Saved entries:
═══

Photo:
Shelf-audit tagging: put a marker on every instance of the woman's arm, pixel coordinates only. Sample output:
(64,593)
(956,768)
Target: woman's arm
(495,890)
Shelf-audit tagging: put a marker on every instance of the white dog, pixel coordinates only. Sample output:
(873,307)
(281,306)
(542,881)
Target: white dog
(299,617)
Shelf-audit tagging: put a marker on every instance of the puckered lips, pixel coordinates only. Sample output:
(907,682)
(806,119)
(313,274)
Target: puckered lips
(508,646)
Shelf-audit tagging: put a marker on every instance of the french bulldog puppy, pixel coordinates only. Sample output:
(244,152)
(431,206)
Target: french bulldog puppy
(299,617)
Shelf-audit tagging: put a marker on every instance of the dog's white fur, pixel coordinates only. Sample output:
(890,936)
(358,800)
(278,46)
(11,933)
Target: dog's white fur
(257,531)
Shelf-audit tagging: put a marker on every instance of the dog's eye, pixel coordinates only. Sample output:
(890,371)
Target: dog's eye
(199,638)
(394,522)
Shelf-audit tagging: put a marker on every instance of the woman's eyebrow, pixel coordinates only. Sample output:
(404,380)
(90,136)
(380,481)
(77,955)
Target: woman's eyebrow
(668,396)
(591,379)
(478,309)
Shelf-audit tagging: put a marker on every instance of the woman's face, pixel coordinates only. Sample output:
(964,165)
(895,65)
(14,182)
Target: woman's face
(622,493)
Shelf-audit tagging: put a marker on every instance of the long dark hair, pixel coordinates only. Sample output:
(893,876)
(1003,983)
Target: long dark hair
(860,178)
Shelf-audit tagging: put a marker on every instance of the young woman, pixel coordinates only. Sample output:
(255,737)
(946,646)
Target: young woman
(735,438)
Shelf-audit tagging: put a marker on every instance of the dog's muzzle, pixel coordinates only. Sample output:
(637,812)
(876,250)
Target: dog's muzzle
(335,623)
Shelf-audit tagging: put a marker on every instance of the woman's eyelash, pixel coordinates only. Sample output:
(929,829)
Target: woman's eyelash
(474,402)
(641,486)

═══

**Your objective**:
Rewrite every line of the data from the line containing "woman's eyelash, pixel" through the end, raising each answer coordinate by 12 and keeping all other lines unchanged.

**Response to the task**:
Shelf-audit tagging: put a marker on every instance of the woman's eyelash, pixel coordinates only. Sample output:
(929,829)
Target: woman's eyelash
(486,414)
(653,498)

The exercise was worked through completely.